### PAGE EXCERPT
○ ○ ○ ○
At one point, we made the kids even grouchier by stopping at a cemetery containing 13 local victims of a cholera outbreak in 1834, but from here it wasn’t much further to Grundsund, another village of quaint clapboard houses clustered on either side of the sound. Here we lashed our bikes together around posts near the public toilets (unisex, like nearly all public toilets in Sweden seem to be) and walked a short distance to a bustling harbor-side restaurant. Seafood is big here in Sweden, and you smell it in every restaurant. We waited to be seated, then when we were called, made our choices off the menu. There weren’t many: it was either seafood (salmon or shrimp), a hamburger, or köttbullar med lingon sylt och potatis, or Swedish meatballs with lingonberry preserves and potatoes. The ladies opted for the seafood options, the rest of us chose the Swedish meatballs. I cannot imagine coming to Sweden and not trying this famous specialty—rather akin to not eating a real hamburger in the United States; however, köttbullar are often on the kids’ menu. We were able to persuade our server to give me an adult-sized portion. The meal was very tasty, and I was quite full. Even better than the meatballs at IKEA. Of course, we had to save room for coffee and ice cream. Because the family has been taking good care of us, Zuza and I offered to pay for the meal. I was glad I ordered a non-alcoholic beer instead of a real one, which would have been twice the price. I nearly had a Swedish heart attack: the price for 5 people, no tip, was easily more than double what I might pay in Slovakia for a similar meal. But this is Sweden, and the food was worth it.
I staggered out of the restaurant, vowing to myself to not eat out very often and to stick to water. We walked around town, stumbling across a grocery store to pick up some snacks and another Swedish specialty I needed to recover from lunch: gummy fish! These are typically in a bin in the store and you "pick n' mix" them. This also kept the kids quiet on the ride back to the ferry.
Swedish gummy fish
Finally, we arrived back at the ferry dock in Fiskebäckskil and let the kids play mini-golf while we waited with a family from Germany and some other local families on bikes for the ferry to come and take us back to Lysekil. The ferry arrived, took us, then churned and heaved its way over the waves the short distance. The same cheery ferryman let us off and gave us a hearty Tack och hej då! (Thanks and goodbye!) Rune brought the car with a bike rack and waited beside the dock to take some of us back home by car. The excursion, including the ferry ride of about 4 kilometers round trip, was 27 kilometers. I'd call it a pretty Swedish day.
○ ○ ○ ○
### TASK OBJECTIVE
Copy word for word the passage of the Swedish excursion account starting at "I staggered out" and ending at "to the ferry.".

### DATA SEGMENT
○ ○ ○ ○
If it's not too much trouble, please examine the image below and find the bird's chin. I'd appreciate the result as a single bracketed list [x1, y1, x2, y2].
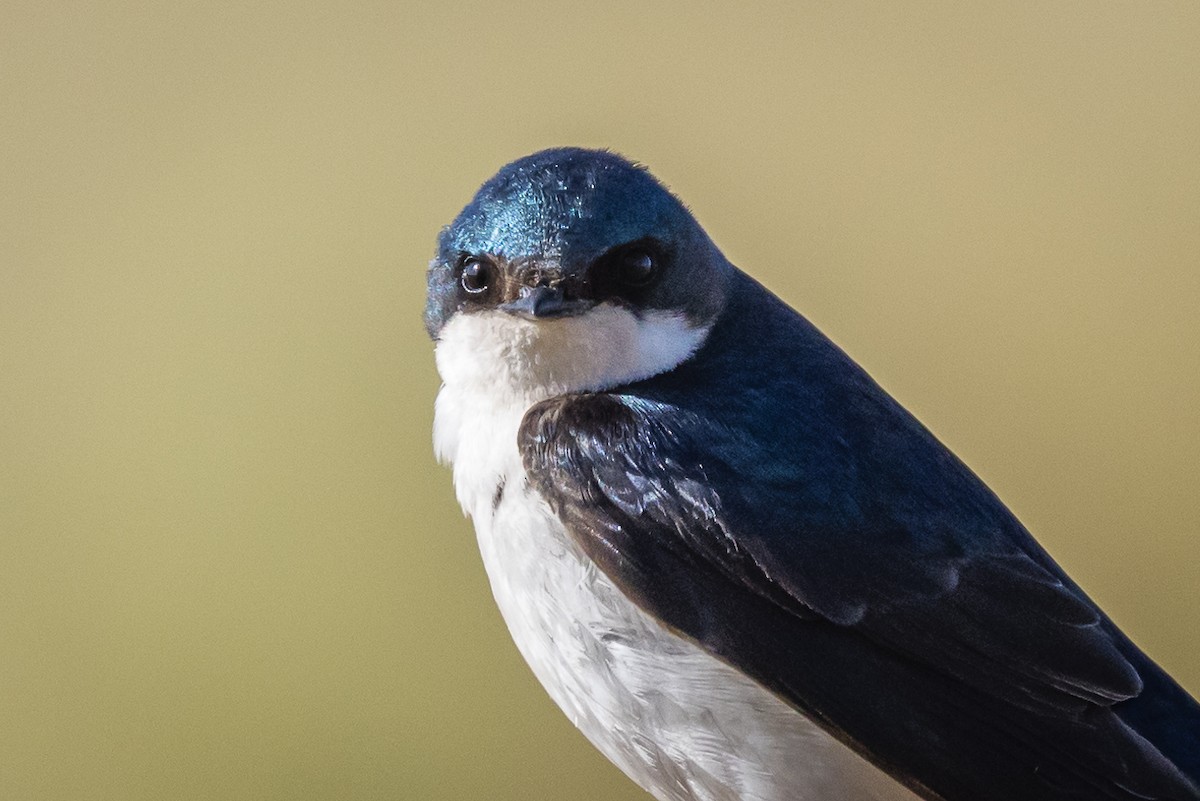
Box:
[436, 303, 708, 403]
○ ○ ○ ○
### RESULT FOR THIS EXERCISE
I staggered out of the restaurant, vowing to myself to not eat out very often and to stick to water. We walked around town, stumbling across a grocery store to pick up some snacks and another Swedish specialty I needed to recover from lunch: gummy fish! These are typically in a bin in the store and you "pick n' mix" them. This also kept the kids quiet on the ride back to the ferry.